** start of SOURCE DOCUMENT **

Hi Sven,

I concur with this point of view.

Cheers,
Doru


On Fri, Dec 26, 2014 at 2:14 PM, Sven Van Caekenberghe <s...@stfx.eu> wrote:

> Yes, we did not have this choice problem when the eye inspectors were
> introduced.
>
> I am against going along two paths.
>
> GT's main goal is easy customisation, we (together) must find ways to make
> this the best inspector possible, and that can only happen by actually
> using it.
>
> Everyone who is not happy should continue to voice their opinion. The
> discussion should be constructive and informed - which also means that
> everyone should give the new tools a fair chance.
>
> And I fully agree with the 'emergency inspector' idea.
>
> > On 26 Dec 2014, at 13:18, Tudor Girba <tu...@tudorgirba.com> wrote:
> >
> > Hi,
> >
> > I think there must be a misunderstanding.
> >
> > There can be a good reason for having a basic inspector around, but I
> think the reason is not because people cannot choose what to use.

** end of SOURCE DOCUMENT **
** start of INFORMATION PROVIDED **

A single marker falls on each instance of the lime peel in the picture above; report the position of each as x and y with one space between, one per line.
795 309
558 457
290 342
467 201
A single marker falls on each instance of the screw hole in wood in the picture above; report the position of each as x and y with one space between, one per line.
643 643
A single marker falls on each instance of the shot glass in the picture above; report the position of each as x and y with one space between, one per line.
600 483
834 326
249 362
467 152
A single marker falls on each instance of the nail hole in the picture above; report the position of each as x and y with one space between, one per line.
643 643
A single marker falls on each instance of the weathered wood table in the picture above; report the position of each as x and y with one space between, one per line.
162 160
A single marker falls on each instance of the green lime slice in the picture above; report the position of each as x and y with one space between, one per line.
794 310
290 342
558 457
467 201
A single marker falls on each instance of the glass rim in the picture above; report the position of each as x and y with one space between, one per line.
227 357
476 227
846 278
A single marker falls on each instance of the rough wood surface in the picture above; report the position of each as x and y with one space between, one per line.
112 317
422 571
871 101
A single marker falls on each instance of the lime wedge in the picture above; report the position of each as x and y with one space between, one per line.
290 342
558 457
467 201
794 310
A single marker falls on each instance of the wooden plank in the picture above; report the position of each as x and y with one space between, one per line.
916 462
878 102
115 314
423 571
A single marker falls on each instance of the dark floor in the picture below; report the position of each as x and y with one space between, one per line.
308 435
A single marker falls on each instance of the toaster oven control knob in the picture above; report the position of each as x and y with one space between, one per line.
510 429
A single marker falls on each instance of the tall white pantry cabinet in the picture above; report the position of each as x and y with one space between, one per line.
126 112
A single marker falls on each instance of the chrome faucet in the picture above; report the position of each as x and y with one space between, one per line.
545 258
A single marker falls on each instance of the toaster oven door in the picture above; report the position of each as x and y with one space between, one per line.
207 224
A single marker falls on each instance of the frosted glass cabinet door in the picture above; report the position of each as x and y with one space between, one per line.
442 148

** end of INFORMATION PROVIDED **
** start of INFORMATION PROVIDED **

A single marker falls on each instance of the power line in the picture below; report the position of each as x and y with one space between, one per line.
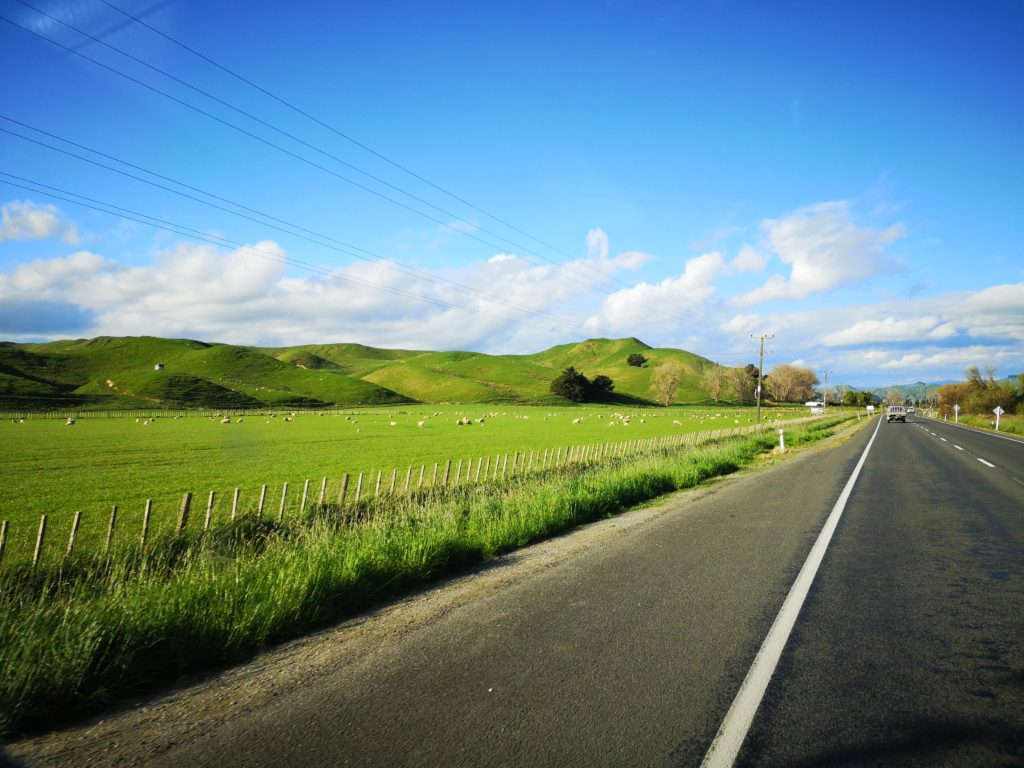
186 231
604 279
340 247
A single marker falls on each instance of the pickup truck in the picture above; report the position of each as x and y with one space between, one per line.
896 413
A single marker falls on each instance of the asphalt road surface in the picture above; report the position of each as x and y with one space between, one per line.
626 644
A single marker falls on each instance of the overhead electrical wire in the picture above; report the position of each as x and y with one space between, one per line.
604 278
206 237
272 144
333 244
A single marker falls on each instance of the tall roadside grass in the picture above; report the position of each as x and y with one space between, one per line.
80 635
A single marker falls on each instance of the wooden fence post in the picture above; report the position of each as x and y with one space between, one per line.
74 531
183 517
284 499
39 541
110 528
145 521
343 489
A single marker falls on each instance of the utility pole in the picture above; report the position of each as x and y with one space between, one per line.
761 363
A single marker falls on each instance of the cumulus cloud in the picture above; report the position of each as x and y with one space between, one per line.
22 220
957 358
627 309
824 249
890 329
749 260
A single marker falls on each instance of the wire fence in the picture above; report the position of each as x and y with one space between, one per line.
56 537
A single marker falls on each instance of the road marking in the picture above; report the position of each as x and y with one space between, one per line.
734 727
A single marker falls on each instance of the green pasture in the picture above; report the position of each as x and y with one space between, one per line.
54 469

** end of INFORMATION PROVIDED **
** start of INFORMATION PROVIDED **

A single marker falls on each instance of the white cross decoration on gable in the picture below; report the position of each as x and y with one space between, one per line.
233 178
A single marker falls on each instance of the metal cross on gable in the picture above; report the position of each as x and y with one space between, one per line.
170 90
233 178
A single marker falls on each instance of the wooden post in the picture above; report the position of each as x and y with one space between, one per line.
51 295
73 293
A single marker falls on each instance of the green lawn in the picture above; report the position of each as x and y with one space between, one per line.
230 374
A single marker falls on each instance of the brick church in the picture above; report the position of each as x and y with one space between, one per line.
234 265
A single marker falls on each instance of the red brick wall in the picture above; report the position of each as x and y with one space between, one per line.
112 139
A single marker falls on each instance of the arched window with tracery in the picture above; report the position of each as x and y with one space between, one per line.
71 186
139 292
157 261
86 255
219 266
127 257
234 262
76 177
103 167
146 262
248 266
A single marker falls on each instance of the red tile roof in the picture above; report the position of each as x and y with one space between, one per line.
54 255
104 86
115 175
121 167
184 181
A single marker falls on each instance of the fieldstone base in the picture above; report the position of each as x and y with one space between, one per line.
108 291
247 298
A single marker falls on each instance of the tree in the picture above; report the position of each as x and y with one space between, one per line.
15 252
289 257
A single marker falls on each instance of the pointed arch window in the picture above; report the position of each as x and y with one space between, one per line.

** end of INFORMATION PROVIDED **

THE TASKS
(1) In the inspector email, which idea does Sven say he fully agrees with?
(2) Rewrite the inspector email starting with "I concur with" and going on through "along two paths.", renaming "eye inspectors" to "basic inspectors".
(3) Go on with the inspector email from the point where it stops.
The listing is not needed for any of this work.

WRITTEN RESPONSES
(1) The 'emergency inspector' idea.

(2)
I concur with this point of view.

Cheers,
Doru


On Fri, Dec 26, 2014 at 2:14 PM, Sven Van Caekenberghe <s...@stfx.eu> wrote:

> Yes, we did not have this choice problem when the basic inspectors were
> introduced.
>
> I am against going along two paths.

(3)
> >
> > There is a toggle to enable/disable the GTInspector. But, even without
> it, the main feature of the GTInspector is exactly to be extended the way
> people want and not impose a fixed way. This is completely different from
> what existed before. In fact, half a year ago there was no problem that
> people could neither choose nor extend anything. In the meantime, we can
> extend our workflows significantly. Adding the various flavors of browsing
> objects is perhaps a couple of lines long and each of us can tweak it
> because there is no higher entity that should decide anymore.
> >
> > What I cannot quite grasp is that while we pride ourselves with working
> on a reflective language, when we have reflective tools, we seem to not be
> able to  take half an hour to build the tool that fits our needs. I am
> still wondering what is needed to improve this. I think that it's a problem
> of exercise or of communication, but it seems that just providing the
> examples that I linked before is not enough and most people look at the
> inspector still as a black box tool. I will try to work on a tutorial to
> see if it gets better, but do you find the moldability proposition not
> valuable or just unclear?
> >
> > But, as I said, there can still be a valid reason to enable a basic
> inspector that relies on a minimal of libraries (so, definitely not the
> Spec one) for the same reason we have an emergency debugger.
> >
> > Cheers,
> > Doru
> >
> >
> > On Thu, Dec 25, 2014 at 11:43 AM, stepharo <steph...@free.fr> wrote:
> > I will add basicInspect in Object so that we can get access to the old
> inspector.
> > I like that people can choose their tools!
> > I mentioned that 20 times but people do not care apparently.
> >
> > Stef
> >
> > Le 23/12/14 11:50, Norbert Hartl a écrit :
> >
> > Is there a way to get the old tools via shortcut?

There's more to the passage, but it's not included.